#### WRITTEN EXERCISE:
Print the range of lines that opens with the line containing "Could you kindly annotate the melted" and closes with the last line of the listing. Include both ends; print nothing more.

#### GIVEN RECORDS:
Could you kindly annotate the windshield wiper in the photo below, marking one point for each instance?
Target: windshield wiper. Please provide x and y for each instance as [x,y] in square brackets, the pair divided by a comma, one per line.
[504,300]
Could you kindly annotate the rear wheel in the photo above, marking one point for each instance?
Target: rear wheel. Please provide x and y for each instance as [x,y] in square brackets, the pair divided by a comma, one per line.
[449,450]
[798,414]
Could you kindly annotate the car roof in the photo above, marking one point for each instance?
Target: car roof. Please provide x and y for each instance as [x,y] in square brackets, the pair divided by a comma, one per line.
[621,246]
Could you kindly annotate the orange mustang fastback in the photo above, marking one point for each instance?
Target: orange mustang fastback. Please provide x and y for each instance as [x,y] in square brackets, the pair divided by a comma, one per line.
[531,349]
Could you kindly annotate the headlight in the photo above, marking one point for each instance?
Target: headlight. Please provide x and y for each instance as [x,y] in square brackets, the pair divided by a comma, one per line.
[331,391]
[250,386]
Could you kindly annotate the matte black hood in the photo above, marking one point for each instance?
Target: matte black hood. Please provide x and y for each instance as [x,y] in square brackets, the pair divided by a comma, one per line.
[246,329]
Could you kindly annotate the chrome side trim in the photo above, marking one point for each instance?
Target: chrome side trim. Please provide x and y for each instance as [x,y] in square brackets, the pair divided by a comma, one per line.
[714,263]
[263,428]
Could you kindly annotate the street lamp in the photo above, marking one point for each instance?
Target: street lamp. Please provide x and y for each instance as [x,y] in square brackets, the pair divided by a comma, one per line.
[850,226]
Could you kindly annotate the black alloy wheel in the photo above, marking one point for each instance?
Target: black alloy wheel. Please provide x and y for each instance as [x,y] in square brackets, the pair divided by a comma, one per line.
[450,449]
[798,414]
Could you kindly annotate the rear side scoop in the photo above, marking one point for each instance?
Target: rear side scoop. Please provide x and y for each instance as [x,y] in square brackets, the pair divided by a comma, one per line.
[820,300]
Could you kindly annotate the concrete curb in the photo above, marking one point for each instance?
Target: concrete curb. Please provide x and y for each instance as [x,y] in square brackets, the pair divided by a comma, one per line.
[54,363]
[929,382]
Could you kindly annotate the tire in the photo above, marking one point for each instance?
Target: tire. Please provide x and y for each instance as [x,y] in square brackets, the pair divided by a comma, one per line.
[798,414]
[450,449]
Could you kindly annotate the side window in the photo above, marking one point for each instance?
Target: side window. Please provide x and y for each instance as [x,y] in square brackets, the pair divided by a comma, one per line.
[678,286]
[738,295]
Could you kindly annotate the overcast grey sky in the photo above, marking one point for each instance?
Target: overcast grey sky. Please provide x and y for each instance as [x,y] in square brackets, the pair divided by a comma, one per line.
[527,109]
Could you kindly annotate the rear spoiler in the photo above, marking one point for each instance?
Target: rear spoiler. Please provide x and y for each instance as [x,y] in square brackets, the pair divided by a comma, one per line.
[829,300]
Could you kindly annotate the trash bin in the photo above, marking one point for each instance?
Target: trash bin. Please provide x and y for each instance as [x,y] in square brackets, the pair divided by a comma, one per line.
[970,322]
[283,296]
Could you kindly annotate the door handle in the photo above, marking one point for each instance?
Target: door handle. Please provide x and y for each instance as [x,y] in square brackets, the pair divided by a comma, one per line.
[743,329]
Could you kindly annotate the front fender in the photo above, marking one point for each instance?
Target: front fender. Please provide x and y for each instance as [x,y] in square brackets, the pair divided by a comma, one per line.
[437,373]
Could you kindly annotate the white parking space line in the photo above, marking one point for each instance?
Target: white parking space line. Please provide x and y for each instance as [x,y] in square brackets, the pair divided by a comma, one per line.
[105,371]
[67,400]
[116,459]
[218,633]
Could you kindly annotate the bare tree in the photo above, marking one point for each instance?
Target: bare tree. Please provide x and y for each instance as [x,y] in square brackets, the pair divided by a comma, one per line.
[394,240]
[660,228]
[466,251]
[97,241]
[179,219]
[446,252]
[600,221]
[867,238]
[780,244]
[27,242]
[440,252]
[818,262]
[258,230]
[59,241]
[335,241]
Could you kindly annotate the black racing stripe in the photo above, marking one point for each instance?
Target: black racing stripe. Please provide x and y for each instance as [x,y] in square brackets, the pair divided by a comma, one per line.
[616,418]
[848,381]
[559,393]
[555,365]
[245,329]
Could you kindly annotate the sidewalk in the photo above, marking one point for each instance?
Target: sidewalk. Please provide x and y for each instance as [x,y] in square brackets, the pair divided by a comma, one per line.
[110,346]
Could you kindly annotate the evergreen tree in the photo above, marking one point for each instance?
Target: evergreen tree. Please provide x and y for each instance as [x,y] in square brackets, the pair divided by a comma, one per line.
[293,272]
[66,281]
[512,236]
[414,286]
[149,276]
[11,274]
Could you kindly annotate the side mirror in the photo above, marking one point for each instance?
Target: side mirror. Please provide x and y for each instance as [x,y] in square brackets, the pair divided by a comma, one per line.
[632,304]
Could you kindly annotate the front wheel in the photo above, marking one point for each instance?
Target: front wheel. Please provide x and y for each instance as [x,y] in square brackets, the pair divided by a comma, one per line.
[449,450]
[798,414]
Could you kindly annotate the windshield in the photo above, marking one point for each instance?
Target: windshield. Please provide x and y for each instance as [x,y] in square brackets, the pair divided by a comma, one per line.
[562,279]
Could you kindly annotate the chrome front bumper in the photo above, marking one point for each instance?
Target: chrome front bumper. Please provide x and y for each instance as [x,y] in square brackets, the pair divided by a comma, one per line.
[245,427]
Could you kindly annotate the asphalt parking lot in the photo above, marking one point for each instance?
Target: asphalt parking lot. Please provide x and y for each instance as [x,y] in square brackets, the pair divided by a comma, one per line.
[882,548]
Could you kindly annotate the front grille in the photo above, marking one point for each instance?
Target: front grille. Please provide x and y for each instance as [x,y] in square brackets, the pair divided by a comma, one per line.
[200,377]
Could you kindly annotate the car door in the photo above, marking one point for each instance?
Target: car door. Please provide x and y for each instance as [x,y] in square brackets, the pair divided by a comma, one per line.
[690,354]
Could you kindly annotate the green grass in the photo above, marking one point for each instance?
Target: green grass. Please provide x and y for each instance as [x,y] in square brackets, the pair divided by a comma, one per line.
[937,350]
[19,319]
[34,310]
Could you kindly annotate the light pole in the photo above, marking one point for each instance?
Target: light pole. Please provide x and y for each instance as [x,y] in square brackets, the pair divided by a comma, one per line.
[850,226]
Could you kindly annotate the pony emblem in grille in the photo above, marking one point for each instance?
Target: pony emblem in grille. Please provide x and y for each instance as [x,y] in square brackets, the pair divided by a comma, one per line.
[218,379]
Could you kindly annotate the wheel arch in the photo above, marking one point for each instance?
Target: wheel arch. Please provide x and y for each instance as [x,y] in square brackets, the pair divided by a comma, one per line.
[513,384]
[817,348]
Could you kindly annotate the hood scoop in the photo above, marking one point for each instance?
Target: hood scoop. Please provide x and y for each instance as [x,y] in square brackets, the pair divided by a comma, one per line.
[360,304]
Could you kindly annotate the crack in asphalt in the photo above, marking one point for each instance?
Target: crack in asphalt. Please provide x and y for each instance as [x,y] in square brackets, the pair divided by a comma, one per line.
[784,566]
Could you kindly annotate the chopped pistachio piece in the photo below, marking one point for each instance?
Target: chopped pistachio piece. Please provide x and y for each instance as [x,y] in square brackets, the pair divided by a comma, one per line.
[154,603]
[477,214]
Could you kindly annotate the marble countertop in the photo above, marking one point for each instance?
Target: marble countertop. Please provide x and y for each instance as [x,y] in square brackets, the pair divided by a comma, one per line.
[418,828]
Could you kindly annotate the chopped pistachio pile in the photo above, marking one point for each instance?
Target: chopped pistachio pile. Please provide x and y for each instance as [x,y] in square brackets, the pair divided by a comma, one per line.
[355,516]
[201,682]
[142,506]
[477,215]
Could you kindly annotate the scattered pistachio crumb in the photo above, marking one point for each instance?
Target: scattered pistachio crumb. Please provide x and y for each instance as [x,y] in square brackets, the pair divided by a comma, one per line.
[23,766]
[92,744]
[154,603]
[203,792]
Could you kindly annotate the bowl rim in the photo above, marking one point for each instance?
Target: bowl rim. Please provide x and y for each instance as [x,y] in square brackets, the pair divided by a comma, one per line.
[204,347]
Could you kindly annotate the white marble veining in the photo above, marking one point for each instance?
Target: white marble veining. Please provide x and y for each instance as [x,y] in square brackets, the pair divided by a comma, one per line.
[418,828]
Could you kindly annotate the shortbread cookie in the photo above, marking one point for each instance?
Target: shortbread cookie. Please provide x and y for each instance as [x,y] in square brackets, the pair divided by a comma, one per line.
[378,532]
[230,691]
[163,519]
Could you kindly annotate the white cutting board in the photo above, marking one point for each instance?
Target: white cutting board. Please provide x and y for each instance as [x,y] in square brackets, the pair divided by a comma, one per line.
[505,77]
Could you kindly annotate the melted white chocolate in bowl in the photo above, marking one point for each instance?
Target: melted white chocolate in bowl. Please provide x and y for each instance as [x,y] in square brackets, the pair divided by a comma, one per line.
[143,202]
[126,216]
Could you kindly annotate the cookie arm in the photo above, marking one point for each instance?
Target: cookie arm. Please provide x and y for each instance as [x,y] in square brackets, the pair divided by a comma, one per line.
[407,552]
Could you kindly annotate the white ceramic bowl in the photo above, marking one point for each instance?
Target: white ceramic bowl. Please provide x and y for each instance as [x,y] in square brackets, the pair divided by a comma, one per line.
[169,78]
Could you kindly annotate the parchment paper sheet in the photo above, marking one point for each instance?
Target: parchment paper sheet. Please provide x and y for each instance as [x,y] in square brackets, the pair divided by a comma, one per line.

#### EXERCISE SOLUTION:
Could you kindly annotate the melted white chocolate in bowl in the photo above, marking one point for each instance?
Target: melted white chocolate in bowl. Please provide x and y for each instance as [x,y] in square brackets, the pair divided by a comma, one per line.
[143,202]
[126,216]
Could you kindly annotate the cookie arm in the photo above, marking one point for each instance?
Target: cookie arm. Please provide x and y for each instance as [x,y] in square brackets, the pair divided by a comma, one per line.
[407,552]
Could you kindly annotate the white ceramic bowl in the photo above, marking one point for each instance?
Target: white ceramic bowl. Please provide x and y for each instance as [x,y] in square brackets, the pair divided by a comma, one per line.
[169,78]
Could you kindly annotate the parchment paper sheet in the photo above, marking one point for each instance?
Target: parchment paper sheet. Please provide x and y for each instance as [x,y] in square brackets, the pair divided by a comma, one per line.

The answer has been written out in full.